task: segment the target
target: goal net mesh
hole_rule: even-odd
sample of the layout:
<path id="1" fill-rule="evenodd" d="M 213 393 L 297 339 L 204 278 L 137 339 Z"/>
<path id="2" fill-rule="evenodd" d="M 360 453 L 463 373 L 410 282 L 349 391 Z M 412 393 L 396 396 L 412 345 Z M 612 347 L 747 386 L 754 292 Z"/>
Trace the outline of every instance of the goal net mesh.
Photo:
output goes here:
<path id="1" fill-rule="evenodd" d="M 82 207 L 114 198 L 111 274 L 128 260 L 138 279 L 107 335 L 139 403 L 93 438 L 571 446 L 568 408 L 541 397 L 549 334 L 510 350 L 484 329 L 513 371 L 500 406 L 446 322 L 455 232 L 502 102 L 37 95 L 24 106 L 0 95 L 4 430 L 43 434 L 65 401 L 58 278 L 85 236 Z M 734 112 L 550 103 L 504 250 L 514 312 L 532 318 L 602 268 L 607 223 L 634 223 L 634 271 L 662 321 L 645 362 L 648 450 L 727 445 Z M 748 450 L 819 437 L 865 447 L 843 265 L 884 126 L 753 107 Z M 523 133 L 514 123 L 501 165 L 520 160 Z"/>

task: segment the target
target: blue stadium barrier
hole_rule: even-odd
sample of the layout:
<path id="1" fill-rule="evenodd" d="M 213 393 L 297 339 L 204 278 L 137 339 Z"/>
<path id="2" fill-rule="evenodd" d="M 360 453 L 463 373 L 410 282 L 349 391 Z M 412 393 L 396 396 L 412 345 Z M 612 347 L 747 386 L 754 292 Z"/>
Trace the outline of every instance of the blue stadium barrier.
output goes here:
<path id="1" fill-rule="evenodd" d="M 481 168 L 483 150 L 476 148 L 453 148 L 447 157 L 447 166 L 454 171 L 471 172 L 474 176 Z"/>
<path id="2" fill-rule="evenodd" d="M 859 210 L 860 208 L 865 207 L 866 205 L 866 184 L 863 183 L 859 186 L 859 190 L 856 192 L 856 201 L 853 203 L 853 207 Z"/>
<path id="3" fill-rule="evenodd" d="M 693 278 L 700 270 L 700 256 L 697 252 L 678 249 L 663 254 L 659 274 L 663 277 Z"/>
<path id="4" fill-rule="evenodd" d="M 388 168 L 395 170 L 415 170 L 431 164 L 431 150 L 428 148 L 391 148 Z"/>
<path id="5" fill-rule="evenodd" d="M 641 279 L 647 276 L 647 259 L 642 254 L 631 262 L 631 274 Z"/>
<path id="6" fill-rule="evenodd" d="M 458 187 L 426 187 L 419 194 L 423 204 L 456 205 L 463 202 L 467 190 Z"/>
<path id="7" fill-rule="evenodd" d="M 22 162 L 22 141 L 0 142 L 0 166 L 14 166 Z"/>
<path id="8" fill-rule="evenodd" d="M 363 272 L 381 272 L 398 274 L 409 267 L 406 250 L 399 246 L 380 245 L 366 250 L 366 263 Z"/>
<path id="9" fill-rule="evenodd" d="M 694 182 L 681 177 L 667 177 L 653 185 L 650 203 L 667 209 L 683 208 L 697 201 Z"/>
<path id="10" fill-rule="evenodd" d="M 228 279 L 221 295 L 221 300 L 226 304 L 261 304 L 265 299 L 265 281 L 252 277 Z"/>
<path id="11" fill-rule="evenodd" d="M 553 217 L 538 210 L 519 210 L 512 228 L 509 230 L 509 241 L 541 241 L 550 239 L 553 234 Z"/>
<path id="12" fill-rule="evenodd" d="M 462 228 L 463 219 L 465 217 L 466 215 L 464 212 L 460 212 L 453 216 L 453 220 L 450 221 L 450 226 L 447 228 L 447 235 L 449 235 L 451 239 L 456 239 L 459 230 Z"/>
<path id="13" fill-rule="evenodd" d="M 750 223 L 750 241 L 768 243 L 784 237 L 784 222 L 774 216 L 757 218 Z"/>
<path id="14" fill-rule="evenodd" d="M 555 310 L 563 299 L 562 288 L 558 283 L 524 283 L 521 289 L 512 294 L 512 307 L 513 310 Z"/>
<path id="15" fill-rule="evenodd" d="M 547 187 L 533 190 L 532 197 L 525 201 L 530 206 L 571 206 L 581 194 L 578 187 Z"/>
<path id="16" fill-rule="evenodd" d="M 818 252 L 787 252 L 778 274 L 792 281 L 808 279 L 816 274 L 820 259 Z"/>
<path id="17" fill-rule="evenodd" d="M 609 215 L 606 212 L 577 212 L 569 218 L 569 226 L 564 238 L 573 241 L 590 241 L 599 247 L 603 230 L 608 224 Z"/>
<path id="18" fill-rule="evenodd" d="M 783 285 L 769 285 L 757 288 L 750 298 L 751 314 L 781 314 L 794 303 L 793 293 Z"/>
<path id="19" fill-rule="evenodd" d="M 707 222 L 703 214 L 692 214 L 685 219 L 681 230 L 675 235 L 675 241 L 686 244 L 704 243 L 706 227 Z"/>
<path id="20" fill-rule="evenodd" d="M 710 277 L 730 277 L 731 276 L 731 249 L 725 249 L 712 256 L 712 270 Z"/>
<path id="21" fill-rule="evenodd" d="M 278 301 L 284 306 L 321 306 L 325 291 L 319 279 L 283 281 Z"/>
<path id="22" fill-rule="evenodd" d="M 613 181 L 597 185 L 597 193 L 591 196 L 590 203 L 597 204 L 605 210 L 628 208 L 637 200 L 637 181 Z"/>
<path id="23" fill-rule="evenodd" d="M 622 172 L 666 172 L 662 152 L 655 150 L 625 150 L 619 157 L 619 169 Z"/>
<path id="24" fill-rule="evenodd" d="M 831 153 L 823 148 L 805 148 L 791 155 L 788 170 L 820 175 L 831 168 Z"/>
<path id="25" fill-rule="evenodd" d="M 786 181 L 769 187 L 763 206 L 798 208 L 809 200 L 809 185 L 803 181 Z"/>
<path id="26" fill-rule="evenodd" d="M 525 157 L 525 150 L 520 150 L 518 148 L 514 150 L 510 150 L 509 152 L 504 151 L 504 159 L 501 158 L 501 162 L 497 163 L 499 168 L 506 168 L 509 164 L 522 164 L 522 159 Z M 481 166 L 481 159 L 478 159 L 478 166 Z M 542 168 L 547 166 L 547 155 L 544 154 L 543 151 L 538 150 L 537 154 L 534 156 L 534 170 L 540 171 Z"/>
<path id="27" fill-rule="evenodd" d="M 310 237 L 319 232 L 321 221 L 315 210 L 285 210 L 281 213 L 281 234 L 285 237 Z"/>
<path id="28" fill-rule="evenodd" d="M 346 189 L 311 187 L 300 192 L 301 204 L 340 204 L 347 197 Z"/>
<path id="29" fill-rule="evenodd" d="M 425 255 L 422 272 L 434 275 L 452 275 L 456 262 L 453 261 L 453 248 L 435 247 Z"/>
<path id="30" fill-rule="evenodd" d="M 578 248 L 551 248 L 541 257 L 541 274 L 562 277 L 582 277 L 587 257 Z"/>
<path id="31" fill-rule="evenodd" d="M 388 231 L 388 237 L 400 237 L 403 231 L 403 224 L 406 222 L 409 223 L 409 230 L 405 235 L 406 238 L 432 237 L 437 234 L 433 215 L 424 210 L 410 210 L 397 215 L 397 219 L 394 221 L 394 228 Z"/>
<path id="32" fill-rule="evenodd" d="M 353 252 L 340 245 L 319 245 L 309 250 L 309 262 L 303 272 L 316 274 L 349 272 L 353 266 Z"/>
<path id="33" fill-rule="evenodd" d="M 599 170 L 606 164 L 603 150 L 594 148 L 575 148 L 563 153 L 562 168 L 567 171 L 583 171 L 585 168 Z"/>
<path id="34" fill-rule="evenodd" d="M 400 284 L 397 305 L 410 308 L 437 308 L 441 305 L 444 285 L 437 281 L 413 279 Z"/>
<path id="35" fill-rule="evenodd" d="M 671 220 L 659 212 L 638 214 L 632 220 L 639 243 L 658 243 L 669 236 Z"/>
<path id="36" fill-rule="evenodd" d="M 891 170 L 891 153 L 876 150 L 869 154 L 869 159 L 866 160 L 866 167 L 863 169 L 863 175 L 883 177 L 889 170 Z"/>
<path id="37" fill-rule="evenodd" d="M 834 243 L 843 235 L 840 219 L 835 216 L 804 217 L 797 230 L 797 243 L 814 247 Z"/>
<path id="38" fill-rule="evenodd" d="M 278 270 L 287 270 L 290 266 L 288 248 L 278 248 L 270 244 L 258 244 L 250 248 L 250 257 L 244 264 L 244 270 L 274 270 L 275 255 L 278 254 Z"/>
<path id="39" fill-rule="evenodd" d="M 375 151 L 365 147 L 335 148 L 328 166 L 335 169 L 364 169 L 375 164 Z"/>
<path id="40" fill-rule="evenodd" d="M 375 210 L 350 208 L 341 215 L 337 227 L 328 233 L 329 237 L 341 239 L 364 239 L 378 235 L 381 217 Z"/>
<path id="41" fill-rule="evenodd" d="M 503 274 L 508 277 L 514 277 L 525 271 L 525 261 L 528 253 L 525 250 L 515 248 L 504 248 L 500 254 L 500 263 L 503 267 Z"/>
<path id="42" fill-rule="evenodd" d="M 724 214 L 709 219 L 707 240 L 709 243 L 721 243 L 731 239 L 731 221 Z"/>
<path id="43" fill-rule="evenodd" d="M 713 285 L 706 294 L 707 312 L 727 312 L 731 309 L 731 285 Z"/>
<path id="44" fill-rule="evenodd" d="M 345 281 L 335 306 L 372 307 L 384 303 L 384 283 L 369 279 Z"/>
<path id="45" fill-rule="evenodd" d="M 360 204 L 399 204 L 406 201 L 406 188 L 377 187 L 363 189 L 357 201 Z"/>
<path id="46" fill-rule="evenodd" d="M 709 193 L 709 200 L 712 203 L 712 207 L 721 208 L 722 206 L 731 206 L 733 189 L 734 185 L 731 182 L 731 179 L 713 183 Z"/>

--------

§ Your instructions
Copy the records above faithfully. Begin at their first line, end at the line containing "target: blue stadium barrier", and include nothing else.

§ Response below
task: segment the target
target: goal net mesh
hole_rule: even-odd
sample of the layout:
<path id="1" fill-rule="evenodd" d="M 213 393 L 297 339 L 204 278 L 137 339 Z"/>
<path id="2" fill-rule="evenodd" d="M 360 453 L 463 373 L 410 282 L 349 391 Z M 412 393 L 396 396 L 412 345 Z M 612 347 L 747 386 L 754 292 Z"/>
Trace the outline of every instance of the goal net mesh.
Photo:
output goes here:
<path id="1" fill-rule="evenodd" d="M 82 207 L 114 198 L 111 274 L 128 260 L 138 279 L 107 335 L 139 403 L 93 438 L 571 446 L 568 408 L 541 397 L 549 334 L 510 350 L 484 329 L 513 371 L 500 406 L 446 322 L 455 232 L 502 102 L 37 95 L 24 106 L 0 95 L 4 430 L 43 434 L 65 401 L 58 278 L 85 236 Z M 734 112 L 550 103 L 504 250 L 514 312 L 532 318 L 602 268 L 607 223 L 634 223 L 634 271 L 662 321 L 645 362 L 648 450 L 727 445 Z M 748 450 L 819 437 L 865 447 L 843 265 L 884 126 L 753 107 Z M 523 133 L 514 123 L 501 165 L 520 160 Z"/>

task: segment the target
target: blue stadium barrier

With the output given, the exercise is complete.